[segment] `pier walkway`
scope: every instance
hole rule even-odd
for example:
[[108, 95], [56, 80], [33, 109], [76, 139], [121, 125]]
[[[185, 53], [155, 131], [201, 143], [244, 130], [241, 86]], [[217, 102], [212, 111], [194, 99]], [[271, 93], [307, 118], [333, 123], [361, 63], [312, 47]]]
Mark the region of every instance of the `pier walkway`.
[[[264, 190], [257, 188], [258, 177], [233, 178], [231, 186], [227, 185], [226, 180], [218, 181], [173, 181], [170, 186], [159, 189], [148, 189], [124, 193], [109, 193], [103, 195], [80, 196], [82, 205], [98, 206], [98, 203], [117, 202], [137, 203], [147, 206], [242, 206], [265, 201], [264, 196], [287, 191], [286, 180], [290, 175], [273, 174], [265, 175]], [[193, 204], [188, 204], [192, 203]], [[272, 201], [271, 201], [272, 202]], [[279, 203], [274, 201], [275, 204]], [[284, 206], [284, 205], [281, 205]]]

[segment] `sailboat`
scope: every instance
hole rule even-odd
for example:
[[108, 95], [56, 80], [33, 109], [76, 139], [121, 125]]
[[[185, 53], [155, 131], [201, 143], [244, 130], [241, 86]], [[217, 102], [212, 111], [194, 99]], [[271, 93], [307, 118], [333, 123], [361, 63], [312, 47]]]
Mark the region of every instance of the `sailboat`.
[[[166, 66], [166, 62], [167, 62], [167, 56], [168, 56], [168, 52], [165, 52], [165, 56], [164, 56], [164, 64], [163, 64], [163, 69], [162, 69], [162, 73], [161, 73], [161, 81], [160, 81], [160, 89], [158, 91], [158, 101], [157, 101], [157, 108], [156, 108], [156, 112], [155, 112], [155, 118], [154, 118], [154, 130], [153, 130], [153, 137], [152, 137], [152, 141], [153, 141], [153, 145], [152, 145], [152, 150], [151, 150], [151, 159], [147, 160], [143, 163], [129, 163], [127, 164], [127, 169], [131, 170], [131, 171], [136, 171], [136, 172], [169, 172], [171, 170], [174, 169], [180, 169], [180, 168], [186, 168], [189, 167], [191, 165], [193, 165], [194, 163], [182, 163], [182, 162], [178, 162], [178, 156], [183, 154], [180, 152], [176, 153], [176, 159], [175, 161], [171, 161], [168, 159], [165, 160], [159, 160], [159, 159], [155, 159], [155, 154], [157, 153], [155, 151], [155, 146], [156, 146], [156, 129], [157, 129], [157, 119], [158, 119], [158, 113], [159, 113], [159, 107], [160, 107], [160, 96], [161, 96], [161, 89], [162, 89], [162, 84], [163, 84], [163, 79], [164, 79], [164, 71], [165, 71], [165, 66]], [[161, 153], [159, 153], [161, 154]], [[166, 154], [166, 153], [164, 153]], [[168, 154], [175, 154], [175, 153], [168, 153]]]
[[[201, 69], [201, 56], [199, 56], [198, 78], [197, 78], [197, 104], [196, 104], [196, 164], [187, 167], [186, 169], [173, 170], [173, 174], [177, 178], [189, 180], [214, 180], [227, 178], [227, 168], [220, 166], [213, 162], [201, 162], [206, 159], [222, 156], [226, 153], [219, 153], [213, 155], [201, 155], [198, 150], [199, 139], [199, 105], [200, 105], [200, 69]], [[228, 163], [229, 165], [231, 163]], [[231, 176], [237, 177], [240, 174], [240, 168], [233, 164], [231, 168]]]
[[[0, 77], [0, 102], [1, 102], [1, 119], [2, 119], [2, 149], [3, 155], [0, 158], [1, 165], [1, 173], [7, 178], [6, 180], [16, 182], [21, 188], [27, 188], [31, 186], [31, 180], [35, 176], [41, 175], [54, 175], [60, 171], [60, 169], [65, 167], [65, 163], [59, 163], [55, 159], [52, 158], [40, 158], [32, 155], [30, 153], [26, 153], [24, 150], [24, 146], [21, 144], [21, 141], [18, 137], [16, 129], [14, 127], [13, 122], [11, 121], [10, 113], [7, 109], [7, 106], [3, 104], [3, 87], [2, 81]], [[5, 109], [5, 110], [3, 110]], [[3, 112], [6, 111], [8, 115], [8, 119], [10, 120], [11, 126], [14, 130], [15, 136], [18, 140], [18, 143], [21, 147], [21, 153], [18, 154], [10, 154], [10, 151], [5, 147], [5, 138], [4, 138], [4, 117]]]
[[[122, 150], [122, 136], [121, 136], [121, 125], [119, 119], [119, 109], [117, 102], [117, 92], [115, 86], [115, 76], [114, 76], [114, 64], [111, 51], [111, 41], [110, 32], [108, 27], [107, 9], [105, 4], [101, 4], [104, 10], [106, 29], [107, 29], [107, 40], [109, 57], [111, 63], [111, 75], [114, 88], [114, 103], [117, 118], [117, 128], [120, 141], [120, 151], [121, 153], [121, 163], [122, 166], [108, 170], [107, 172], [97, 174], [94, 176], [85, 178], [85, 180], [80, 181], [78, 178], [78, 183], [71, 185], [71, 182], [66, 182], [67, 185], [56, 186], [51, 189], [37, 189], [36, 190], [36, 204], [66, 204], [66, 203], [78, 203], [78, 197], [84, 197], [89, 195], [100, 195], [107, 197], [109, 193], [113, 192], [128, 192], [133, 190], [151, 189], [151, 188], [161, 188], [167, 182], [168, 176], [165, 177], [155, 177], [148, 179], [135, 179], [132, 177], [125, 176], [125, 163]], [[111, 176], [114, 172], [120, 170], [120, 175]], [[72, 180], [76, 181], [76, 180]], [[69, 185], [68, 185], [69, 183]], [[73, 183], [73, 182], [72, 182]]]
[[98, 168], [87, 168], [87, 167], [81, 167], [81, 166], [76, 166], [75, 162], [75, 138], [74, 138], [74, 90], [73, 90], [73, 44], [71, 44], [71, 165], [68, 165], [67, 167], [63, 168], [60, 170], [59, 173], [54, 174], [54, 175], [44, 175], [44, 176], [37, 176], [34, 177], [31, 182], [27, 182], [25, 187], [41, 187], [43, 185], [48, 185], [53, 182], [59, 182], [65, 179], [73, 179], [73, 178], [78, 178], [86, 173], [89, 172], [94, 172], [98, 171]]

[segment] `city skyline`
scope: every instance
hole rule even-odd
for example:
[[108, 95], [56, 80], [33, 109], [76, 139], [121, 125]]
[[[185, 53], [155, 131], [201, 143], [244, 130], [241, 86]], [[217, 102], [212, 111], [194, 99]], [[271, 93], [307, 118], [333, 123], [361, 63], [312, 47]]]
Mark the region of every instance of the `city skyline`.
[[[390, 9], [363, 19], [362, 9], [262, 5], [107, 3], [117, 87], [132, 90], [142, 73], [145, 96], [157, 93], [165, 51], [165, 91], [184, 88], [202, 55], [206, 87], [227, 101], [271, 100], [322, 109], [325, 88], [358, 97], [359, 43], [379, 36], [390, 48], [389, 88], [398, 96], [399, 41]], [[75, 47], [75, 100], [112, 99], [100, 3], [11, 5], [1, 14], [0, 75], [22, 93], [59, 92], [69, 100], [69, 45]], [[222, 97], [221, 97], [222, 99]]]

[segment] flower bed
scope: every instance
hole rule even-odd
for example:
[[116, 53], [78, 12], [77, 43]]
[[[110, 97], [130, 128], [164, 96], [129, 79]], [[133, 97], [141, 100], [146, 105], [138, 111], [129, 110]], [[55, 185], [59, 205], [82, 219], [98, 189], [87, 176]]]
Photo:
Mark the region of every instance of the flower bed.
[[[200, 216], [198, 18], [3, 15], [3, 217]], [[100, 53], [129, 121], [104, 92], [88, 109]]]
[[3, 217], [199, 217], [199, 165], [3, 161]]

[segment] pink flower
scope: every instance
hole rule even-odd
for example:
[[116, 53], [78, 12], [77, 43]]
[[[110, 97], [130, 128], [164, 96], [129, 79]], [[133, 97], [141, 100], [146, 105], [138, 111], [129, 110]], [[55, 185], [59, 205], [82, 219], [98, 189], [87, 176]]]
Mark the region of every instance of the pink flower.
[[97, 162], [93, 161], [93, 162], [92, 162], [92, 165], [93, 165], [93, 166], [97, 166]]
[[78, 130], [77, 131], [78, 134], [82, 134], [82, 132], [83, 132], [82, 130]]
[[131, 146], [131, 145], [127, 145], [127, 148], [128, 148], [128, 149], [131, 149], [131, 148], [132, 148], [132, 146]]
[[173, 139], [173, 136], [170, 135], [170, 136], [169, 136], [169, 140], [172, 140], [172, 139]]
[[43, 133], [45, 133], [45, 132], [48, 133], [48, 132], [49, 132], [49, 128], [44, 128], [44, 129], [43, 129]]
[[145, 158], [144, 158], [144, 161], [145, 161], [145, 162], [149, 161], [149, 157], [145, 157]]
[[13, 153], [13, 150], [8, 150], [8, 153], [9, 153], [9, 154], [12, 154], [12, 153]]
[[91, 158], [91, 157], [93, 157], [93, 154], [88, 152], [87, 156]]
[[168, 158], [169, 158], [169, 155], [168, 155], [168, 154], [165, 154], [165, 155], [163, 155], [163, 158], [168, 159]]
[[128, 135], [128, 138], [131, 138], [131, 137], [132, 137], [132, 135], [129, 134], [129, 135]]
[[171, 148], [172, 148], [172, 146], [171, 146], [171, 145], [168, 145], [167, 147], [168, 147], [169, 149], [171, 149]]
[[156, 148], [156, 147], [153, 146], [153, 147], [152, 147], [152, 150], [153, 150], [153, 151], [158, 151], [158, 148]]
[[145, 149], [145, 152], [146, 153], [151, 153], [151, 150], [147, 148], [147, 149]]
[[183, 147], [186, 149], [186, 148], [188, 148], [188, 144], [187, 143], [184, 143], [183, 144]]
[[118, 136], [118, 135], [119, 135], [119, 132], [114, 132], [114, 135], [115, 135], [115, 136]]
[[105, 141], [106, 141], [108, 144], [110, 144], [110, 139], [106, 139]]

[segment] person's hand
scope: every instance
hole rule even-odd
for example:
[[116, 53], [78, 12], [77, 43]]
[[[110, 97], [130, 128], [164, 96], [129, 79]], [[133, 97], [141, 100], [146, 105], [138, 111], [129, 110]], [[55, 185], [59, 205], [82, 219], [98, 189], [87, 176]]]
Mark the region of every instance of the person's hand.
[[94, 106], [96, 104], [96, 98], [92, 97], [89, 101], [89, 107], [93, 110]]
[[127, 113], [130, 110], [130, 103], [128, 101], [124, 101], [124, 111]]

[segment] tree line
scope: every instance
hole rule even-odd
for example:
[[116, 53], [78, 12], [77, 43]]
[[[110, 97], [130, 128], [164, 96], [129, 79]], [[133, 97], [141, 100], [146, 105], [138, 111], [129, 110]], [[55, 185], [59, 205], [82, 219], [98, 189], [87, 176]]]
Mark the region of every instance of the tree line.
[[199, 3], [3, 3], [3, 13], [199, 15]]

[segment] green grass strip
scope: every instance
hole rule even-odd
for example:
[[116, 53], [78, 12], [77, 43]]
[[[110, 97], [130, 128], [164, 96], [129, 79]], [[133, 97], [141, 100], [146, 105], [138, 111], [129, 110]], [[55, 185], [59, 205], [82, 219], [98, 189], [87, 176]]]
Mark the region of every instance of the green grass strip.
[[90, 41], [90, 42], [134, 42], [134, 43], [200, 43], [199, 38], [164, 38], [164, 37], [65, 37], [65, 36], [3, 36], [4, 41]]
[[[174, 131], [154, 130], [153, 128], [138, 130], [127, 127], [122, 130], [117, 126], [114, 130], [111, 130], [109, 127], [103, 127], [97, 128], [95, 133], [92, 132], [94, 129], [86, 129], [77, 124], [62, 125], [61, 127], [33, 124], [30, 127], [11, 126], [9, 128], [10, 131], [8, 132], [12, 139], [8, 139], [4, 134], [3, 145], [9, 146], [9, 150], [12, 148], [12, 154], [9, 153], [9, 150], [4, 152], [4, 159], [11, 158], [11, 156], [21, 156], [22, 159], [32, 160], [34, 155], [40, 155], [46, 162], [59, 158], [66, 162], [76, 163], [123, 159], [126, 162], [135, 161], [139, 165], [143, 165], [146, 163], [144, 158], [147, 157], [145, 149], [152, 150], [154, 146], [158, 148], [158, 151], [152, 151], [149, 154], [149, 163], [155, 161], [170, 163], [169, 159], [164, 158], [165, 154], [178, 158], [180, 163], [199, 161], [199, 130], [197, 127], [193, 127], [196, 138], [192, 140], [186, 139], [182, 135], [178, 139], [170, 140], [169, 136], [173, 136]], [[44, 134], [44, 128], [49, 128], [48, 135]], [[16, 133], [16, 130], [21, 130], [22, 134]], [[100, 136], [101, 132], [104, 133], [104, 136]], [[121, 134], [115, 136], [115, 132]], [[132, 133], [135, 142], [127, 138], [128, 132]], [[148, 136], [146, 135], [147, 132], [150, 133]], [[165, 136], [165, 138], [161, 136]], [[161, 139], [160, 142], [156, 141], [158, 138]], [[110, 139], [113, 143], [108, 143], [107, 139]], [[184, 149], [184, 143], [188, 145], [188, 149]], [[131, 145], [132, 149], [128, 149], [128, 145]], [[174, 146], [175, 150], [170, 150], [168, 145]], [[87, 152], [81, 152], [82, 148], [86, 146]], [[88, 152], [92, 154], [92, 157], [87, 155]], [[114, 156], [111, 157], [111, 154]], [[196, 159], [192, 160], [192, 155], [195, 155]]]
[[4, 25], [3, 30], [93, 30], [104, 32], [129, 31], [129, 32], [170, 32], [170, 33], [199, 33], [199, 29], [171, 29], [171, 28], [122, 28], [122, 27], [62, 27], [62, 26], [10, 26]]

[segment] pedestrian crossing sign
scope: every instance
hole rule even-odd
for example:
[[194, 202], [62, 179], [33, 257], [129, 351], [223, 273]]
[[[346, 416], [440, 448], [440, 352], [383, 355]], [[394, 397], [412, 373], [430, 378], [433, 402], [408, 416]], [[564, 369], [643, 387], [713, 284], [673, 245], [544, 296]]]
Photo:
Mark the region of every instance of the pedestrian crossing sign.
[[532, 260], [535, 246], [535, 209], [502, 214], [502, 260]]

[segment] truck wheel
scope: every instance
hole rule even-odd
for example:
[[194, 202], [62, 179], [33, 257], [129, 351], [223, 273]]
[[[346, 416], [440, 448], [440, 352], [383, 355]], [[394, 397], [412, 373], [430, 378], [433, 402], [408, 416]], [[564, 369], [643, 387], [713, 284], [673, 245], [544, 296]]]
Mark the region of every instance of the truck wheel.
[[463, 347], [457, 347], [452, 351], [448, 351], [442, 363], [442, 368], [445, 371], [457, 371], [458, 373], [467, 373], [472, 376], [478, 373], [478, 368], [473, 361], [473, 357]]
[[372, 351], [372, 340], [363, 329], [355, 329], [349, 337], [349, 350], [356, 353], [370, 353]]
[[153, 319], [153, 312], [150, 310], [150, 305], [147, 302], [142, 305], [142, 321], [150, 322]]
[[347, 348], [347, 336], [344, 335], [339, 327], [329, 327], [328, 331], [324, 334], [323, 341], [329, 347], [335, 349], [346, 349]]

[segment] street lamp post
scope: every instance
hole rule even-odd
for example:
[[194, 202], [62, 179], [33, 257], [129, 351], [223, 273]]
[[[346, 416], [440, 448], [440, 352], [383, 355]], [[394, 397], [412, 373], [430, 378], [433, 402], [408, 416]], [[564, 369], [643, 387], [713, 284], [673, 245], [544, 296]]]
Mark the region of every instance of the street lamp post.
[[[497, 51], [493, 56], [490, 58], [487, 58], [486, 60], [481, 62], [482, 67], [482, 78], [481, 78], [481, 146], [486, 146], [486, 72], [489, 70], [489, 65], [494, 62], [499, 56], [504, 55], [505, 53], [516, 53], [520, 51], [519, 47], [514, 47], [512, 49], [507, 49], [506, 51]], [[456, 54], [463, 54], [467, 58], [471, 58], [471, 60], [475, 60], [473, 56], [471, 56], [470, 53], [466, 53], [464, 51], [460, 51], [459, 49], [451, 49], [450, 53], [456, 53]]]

┄┄┄┄┄┄┄┄┄┄┄┄┄┄┄┄┄┄┄┄

Instructions to follow
Each line above that includes the word "segment" is to be copied.

Task solution
[segment] `pier walkway`
[segment] `sailboat`
[segment] `city skyline`
[segment] flower bed
[segment] pink flower
[segment] person's hand
[segment] tree line
[segment] green grass strip
[segment] pedestrian crossing sign
[segment] truck wheel
[segment] street lamp post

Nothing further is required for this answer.